▶ Consignes de l'exercice
(1) Traduisez en anglais la phrase suivante, tirée du texte sur l'Histoire philosophique de l'abbé Raynal : « L'abbé Raynal se vit donc forcé de s'enfuir précipitamment de France. »
(2) Fournissez la suite du texte sur l'Histoire philosophique de l'abbé Raynal, en reprenant immédiatement après sa dernière phrase.

Dans notre exemplaire une note manuscrite de l'époque révolutionnaire indique : "Le Parlement de Paris proscrivit, le 25 mai 1781, l'Histoire philosophique de l'abbé Raynal, et ordonna que cet ouvrage fût brûlé. Il décréta même l'auteur de prise de corps. L'abbé Raynal se vit donc forcé de s'enfuir précipitamment de France. Le 15 août 1790, l'Assemblée nationale, sur la rédaction proposée par les députés Voidel et Maloüet, annula, comme contraire aux droits naturels et imprescriptibles de l'homme, le décret lancé par le Parlement de Paris contre l'abbé Raynal et son Histoire philosophique (v. Oeuvres d'André Chénier, 2e vol., p. 119)." (note manuscrite ancienne sur le faux-titre du premier volume).


"It became a key text of the American Revolution, and Raynal became a correspondent of Franklin, Jefferson, and Adams."

"Un des ouvrages clefs de la crise de l'Ancien Régime" (Michel Delon, in En Français dans le texte)






"Celui qui abdique lâchement sa liberté, se voue au remords et à la plus grande misère qu’un être pensant et sensible puisse éprouver. S’il n’y a, sous le ciel, aucune puissance qui puisse changer mon organisation et m’abrutir, il n’y en a aucune qui puisse disposer de ma liberté. [...] L'esclavage est l'état d'un homme qui, par la force ou des conventions, a perdu la propriété de sa personne, et dont un maître peut disposer comme de la chose. [...] La liberté est la propriété de soi; on distingue trois sortes de libertés: la liberté naturelle, la liberté civile, la liberté politique; c'est-à-dire la liberté de l'homme, celle du citoyen et celle d'un peuple. [...] L'homme est aux prises avec la nature; sans cesse il la modifie, et sans cesse il est modifié. [...]." (extraits).

▶ Données fournies
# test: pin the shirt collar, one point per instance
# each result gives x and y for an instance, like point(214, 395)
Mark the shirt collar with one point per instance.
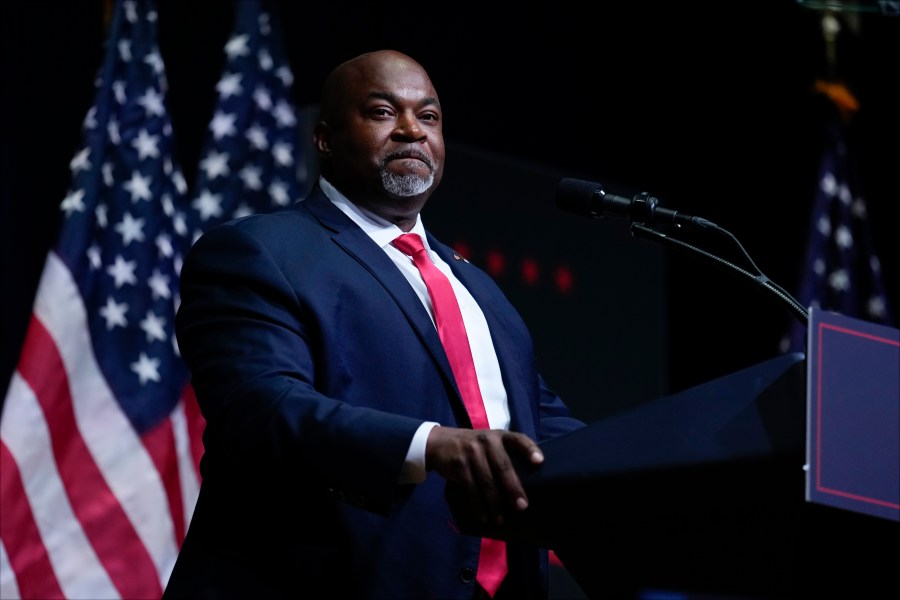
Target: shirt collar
point(382, 231)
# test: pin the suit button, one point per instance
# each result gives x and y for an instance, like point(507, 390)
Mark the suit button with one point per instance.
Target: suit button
point(467, 575)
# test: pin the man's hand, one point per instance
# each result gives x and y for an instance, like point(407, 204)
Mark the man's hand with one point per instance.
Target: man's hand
point(480, 462)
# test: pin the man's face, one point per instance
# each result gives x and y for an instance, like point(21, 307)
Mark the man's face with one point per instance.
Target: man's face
point(389, 136)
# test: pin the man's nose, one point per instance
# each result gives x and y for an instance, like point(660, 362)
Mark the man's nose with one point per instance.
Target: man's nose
point(408, 127)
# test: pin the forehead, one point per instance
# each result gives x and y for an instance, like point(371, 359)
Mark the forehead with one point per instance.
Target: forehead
point(395, 77)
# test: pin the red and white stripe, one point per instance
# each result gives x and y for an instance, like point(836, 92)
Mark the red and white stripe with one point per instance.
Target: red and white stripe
point(90, 509)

▶ Réponses par consigne
(1) Abbé Raynal was therefore forced to flee France in haste.

(2)
Provenance : A. Leclerc, 1885 (étiquette). Armes dorées en queue des dos (mariage - non identifiées  - non reconnu par O.H.R. qui les cite pourtant sous la planche n°888, figure n°3). Armoiries peut-être d'une ancienne famille de Bourgogne ? (provenance bourguignonne pour les volumes concernés). Par ailleurs O.H.R. les mentionne sur une Histoire de Bourgogne), peut-être les armes d'une branche de la famille de Damas (à la croix ancrée) ou d'Aubusson. Les présents volumes de Raynal ont été acquis également en Bourgogne ce qui laisserait supposer l'hypothèse "de Damas" plus pertinente.

Références : A. Feugère, Bibliographie critique de l'abbé Raynal, 40 ; En français dans le texte, 166 ;


Bel exemplaire relié aux armes à l'époque de cet ouvrage très important du Siècle des Lumières, dans son format le plus majestueux.